Pick out each line in the records below that contains the word "hand". Copy those lines.

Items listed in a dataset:
..............................

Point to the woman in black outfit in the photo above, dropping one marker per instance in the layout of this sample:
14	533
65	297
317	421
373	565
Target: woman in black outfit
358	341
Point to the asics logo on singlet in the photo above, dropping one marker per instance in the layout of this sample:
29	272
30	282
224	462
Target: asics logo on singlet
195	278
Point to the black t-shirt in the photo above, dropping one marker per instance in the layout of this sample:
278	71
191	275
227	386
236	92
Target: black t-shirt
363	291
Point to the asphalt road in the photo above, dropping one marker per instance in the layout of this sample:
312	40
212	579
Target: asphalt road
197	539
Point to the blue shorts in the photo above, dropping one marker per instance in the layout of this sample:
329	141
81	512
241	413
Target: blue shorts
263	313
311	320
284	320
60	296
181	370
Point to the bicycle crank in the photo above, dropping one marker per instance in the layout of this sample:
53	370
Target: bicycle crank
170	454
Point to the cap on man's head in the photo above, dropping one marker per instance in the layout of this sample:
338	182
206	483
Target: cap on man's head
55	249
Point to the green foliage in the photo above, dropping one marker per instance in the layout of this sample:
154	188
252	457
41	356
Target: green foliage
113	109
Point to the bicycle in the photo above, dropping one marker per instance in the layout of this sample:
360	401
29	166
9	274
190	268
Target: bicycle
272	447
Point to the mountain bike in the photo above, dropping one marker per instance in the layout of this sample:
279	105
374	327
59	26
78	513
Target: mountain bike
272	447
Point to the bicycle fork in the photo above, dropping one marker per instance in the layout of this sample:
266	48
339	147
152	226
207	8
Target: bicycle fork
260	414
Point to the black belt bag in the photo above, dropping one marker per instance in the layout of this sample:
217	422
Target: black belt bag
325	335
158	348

..............................

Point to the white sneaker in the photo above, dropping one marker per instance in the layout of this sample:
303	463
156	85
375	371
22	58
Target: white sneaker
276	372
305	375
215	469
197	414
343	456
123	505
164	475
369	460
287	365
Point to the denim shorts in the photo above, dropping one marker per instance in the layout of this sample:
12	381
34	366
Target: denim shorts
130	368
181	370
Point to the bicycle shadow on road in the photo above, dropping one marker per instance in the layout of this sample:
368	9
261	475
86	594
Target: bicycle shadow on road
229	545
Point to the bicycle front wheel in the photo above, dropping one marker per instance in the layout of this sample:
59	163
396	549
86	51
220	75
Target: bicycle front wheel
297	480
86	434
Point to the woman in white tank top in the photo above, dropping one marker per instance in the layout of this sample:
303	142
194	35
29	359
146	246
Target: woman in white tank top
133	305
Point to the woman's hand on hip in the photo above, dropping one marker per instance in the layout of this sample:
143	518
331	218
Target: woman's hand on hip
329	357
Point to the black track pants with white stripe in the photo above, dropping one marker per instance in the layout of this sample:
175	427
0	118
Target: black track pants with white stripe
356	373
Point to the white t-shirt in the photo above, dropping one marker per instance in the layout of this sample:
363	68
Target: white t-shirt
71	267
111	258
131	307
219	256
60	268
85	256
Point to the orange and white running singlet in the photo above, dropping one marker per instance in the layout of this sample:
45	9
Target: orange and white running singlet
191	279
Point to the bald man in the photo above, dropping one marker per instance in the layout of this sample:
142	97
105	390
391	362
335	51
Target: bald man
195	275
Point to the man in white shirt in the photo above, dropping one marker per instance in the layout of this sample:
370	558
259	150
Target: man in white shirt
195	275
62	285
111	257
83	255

..............................

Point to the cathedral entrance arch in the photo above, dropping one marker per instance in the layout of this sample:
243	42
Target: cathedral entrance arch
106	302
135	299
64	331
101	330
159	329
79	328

..............................

[COMPLETED EXERCISE]:
Point to the woman's hand on hip in the photo above, dropping one marker per instance in the layout of this sample:
Target: woman's hand on hip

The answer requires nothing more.